■ LO QUE SE PIDE: Enumera todas las cifras numéricas que aparecen en el fragmento citado e indica a qué se refiere cada una.

■ FRAGMENTO CITADO:

Creemos estar bien pero pronto comienzan a surgir una serie de patologías
ligadas a las circunstancias anteriores. En la trayectoria biopolítica esbozada
hasta ahora destacan los múltiples problemas de salud que afectan a los cuerpos
negros, cuya tasa de obesidad es la mayor del país, cuyo riesgo de amputación
es tres veces superior a la media, por citar sólo algunos ejemplos. En tiempos
pandémicos, no sorprende comprobar cómo este grupo demográfico, el 13% de la
población estadounidense, ha sido el más diezmado. Las injusticias inherentes a
un sistema sanitario cuyo motor principal es el beneficio económico y que niega
el seguro médico a más de 28 millones de personas acabarán por materializarse.
Racismo histórico
No obstante, sería
simplista afirmar únicamente que a los cuerpos negros les está vedado el acceso
a las exiguas oportunidades disponibles, cuando lo cierto es que su presencia
ha determinado la desigualdad social reinante y ambos hechos se retroalimentan.

■ INFORMACIÓN PROPORCIONADA:
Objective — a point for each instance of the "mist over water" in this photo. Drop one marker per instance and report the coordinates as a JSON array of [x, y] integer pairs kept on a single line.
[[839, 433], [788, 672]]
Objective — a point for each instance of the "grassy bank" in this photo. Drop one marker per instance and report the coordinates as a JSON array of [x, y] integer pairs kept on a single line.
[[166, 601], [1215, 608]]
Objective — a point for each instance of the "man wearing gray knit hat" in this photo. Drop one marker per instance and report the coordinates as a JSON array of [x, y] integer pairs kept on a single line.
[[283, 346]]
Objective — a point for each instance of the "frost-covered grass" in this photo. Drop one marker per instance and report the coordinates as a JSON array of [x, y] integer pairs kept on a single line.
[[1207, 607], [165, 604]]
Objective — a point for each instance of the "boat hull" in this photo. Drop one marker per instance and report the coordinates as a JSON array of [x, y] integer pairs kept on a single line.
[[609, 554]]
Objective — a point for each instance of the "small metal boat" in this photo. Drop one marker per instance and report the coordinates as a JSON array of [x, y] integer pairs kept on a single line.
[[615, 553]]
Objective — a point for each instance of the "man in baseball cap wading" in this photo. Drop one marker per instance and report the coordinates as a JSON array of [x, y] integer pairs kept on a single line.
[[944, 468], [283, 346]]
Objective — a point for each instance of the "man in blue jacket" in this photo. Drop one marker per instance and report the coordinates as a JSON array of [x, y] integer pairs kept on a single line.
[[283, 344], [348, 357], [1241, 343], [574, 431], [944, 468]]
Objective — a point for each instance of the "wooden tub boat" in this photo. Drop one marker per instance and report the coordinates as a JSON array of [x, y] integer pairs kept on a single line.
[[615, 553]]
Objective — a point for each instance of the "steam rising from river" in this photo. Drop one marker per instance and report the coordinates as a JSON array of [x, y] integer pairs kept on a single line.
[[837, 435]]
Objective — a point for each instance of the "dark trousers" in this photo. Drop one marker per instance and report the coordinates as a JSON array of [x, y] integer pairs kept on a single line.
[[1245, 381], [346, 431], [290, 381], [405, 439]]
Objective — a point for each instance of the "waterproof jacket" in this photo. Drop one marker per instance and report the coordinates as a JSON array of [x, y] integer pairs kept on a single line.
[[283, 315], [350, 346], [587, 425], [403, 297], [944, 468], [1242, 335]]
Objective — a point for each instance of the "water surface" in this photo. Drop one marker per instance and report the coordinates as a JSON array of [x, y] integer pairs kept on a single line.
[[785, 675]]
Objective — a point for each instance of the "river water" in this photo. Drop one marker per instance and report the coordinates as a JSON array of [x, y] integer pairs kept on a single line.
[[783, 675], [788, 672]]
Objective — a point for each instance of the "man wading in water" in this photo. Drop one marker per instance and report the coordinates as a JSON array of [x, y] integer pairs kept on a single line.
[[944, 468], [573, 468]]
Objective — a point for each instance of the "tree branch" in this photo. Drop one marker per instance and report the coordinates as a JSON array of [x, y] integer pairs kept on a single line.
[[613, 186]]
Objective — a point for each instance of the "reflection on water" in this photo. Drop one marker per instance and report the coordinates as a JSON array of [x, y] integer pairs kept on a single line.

■ RESULTADO DE LA TAREA:
- "tres veces": el riesgo de amputación de los cuerpos negros respecto de la media.
- "13%": la parte de la población estadounidense que representa este grupo demográfico.
- "más de 28 millones": las personas a las que el sistema sanitario niega el seguro médico.